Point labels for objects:
* start *

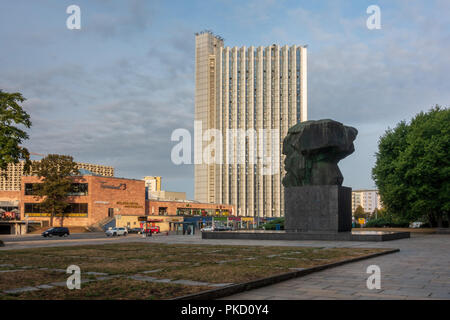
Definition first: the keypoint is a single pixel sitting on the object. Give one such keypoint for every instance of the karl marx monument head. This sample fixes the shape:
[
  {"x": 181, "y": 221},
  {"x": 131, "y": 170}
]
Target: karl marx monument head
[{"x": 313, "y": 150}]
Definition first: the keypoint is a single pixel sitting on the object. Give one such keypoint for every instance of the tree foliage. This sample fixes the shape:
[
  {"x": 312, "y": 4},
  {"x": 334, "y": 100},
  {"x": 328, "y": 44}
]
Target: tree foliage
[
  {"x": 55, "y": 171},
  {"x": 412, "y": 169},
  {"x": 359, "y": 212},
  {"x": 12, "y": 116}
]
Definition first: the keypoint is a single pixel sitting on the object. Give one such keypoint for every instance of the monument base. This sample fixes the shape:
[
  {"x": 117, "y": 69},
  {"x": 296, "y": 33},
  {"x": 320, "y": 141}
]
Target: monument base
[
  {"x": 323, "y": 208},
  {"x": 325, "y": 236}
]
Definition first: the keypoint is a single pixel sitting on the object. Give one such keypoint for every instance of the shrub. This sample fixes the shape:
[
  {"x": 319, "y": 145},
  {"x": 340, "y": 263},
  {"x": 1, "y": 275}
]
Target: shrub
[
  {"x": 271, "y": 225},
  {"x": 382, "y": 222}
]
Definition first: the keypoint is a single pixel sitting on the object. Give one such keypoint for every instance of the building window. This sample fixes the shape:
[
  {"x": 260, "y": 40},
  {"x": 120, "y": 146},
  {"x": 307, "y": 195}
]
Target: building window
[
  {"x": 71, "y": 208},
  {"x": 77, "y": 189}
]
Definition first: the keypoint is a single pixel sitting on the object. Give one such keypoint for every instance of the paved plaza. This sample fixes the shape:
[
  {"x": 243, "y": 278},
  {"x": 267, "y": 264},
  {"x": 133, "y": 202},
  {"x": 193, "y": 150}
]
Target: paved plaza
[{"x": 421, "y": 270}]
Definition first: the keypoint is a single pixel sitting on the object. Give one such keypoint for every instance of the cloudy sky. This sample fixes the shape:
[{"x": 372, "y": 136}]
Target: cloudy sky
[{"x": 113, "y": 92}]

* end *
* start *

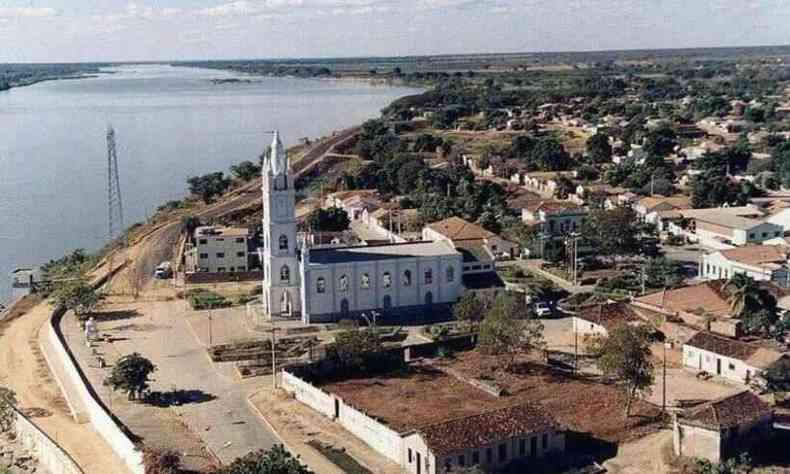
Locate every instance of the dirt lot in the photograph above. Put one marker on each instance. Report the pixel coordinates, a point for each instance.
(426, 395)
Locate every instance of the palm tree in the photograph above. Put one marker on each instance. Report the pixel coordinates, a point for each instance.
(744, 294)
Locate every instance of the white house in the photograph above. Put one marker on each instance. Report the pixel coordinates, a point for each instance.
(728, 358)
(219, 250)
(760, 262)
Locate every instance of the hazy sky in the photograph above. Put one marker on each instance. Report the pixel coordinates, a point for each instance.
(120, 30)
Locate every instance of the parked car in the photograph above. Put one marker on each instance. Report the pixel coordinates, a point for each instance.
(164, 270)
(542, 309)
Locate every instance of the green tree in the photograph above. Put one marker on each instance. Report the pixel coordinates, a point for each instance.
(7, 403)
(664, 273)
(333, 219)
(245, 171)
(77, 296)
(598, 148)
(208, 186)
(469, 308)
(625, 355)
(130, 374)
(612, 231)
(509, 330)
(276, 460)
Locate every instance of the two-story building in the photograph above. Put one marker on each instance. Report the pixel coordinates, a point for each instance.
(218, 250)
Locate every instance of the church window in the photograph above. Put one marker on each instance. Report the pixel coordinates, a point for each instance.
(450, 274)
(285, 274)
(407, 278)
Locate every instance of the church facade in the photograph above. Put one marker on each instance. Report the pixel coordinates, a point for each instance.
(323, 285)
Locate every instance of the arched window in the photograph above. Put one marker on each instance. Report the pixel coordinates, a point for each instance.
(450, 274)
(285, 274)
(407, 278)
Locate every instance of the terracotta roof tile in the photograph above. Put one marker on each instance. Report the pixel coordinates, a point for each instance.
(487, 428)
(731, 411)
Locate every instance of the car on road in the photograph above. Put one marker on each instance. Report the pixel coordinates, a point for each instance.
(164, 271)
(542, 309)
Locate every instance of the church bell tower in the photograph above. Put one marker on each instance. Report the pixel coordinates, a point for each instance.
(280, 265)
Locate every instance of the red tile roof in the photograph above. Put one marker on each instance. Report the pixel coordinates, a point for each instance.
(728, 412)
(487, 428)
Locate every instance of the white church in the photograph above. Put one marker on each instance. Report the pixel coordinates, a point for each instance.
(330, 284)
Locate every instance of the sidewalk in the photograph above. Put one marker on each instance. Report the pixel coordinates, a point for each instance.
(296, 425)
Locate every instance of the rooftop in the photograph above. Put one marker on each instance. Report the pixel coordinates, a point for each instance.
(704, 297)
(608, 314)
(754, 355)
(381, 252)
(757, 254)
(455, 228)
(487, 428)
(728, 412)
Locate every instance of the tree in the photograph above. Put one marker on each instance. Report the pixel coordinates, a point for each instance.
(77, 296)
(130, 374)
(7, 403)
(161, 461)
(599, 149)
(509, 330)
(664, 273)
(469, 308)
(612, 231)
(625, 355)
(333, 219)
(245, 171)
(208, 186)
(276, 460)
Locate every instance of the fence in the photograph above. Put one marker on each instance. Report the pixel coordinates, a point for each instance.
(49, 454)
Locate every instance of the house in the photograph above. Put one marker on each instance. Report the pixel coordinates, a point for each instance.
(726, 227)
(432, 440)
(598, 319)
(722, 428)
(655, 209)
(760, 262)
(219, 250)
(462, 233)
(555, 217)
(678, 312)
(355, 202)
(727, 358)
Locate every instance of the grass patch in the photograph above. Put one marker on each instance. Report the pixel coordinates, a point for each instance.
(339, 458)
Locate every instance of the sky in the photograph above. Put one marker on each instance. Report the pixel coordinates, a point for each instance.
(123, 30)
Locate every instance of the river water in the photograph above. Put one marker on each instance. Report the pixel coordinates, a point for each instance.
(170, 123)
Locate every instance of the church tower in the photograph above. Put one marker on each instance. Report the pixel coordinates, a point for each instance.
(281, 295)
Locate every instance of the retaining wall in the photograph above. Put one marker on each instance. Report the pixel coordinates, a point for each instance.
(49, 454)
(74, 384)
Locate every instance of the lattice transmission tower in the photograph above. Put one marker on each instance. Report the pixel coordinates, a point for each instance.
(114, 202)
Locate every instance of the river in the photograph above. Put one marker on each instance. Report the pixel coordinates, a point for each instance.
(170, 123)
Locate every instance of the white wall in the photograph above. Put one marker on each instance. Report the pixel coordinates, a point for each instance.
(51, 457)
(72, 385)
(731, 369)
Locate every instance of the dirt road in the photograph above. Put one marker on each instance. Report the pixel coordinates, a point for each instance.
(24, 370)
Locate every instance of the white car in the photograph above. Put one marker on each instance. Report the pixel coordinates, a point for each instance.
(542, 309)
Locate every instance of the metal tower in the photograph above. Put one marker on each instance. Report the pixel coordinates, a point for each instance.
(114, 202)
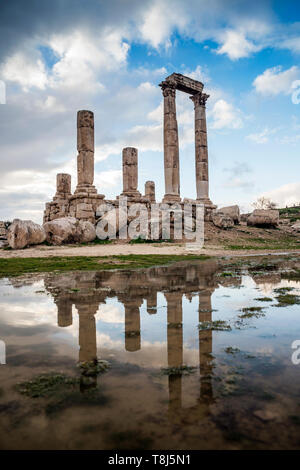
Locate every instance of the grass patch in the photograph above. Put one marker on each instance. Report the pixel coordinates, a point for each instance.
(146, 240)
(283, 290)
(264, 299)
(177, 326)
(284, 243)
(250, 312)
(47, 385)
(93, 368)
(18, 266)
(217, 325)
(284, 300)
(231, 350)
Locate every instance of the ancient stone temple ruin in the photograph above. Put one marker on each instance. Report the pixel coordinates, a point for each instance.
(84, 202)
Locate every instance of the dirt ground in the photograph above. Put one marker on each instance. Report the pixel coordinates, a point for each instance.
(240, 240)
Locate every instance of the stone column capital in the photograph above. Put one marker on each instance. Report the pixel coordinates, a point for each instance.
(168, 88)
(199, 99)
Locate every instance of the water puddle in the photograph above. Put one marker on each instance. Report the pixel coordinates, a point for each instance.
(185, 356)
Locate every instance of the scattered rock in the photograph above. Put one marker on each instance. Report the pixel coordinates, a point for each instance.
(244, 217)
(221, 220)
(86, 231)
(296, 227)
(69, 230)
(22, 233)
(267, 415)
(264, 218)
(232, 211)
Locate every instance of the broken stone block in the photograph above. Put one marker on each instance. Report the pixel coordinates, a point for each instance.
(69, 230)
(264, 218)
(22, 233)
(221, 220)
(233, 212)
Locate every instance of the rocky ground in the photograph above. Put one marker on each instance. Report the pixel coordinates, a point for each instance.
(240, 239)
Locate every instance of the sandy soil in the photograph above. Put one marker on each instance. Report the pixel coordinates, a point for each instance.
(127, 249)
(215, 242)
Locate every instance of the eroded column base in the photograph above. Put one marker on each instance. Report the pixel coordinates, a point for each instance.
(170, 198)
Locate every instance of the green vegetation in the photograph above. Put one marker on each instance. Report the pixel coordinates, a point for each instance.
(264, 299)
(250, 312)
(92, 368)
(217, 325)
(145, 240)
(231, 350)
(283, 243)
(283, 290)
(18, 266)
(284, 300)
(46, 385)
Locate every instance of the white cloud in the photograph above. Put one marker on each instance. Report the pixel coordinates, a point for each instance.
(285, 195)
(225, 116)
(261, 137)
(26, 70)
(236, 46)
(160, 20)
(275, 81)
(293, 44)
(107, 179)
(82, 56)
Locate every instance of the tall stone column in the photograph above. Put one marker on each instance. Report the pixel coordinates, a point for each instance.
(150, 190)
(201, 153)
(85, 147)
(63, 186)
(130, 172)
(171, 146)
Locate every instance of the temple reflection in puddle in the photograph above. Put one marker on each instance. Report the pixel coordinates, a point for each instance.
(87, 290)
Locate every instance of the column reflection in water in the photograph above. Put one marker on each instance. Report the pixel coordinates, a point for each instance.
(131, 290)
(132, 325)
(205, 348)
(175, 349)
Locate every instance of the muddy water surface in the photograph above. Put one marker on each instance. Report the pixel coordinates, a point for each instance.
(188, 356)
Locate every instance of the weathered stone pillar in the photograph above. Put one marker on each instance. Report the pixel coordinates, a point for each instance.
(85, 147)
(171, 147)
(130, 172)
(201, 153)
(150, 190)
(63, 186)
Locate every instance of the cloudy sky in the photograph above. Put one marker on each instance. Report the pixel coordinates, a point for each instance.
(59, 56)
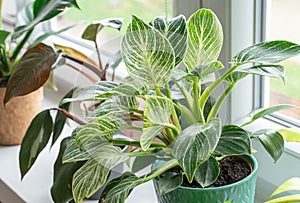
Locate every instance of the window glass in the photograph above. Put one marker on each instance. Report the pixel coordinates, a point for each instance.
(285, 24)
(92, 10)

* end *

Show every line of the entries above that contains the word "plaza", copying each one in full.

OUTPUT:
Definition first: the keypoint is a single pixel sitting on the object. Give one such keypoint for every instance of the paved plaza. This sample fixes the shape:
Target: paved plaza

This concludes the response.